## Work to complete
Write out all the records exactly, and keep any images out.

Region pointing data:

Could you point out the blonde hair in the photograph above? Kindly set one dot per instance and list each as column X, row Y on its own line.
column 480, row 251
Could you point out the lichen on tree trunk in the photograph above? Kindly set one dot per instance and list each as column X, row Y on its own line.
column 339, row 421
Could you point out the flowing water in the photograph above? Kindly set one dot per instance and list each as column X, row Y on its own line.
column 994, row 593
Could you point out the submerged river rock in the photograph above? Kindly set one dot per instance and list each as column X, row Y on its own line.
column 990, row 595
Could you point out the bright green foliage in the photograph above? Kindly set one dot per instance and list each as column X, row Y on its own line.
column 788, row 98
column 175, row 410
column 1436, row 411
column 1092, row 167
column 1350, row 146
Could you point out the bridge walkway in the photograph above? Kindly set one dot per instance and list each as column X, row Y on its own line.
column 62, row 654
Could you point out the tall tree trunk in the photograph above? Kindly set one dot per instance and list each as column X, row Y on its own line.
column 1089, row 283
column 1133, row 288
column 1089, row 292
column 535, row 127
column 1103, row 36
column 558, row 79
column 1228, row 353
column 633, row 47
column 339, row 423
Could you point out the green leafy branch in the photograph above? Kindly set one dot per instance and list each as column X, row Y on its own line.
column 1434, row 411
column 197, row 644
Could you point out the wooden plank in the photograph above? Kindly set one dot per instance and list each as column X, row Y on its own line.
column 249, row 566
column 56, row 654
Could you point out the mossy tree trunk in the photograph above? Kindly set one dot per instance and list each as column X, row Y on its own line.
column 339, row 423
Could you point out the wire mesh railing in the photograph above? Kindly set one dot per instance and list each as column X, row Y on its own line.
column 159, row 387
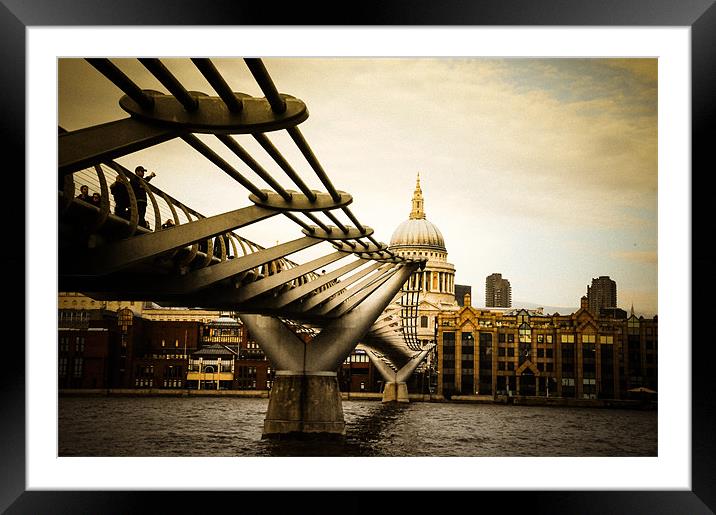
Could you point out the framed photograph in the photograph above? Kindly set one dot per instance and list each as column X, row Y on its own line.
column 672, row 40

## Response to this exercise
Could you point out the blonde hair in the photograph above? Kindly set one dot per instance and list each as column X, row Y on its own line.
column 480, row 251
Could you point out the lichen on tree trunk in the photograph above? Kindly set one dot per instance and list each as column X, row Y on its own line.
column 339, row 421
Could you point out the flowing water in the photograph above? Kindly set one dot per instance and list each as column X, row Y on its own line.
column 994, row 593
Could you point out the submerged river rock in the photograph above? Kindly set one dot per instance and list each as column X, row Y on its own line.
column 990, row 595
Could you point out the bright green foliage in the photograph above? Kindly set one dot per instance and list each as column X, row Y on its own line.
column 788, row 98
column 175, row 410
column 1436, row 411
column 1092, row 167
column 1350, row 146
Could you point out the bridge walkway in the photograph above? Kindly set one dot per instance and list each as column X, row Y on its own line.
column 62, row 654
Could you point out the tall tree trunk in the photograph above? Kindly set one dot per instance and list each as column X, row Y on its own line.
column 1089, row 283
column 1133, row 288
column 1089, row 292
column 535, row 127
column 1103, row 36
column 558, row 79
column 1228, row 353
column 633, row 47
column 339, row 423
Could you point out the green leafy branch in the photograph above? Kindly set one dot per instance and list each as column X, row Y on its own line.
column 1434, row 411
column 197, row 644
Could you point out the wooden plank in the photograph above? Kindly set one dot per instance and list each as column X, row Y on its own line.
column 249, row 566
column 56, row 654
Could you point out the mossy tree trunk in the photograph above? Kindly set one dot per instance and list each as column X, row Y on its own line.
column 339, row 423
Could you point out the wire mesh railing in the photograph above? Kindly set one dot per instance and list each as column X, row Y on its own line.
column 159, row 387
Could you point out the framed photograph in the photograph above? Kindly set one dot per instance and list each as column X, row Y on its own line.
column 672, row 40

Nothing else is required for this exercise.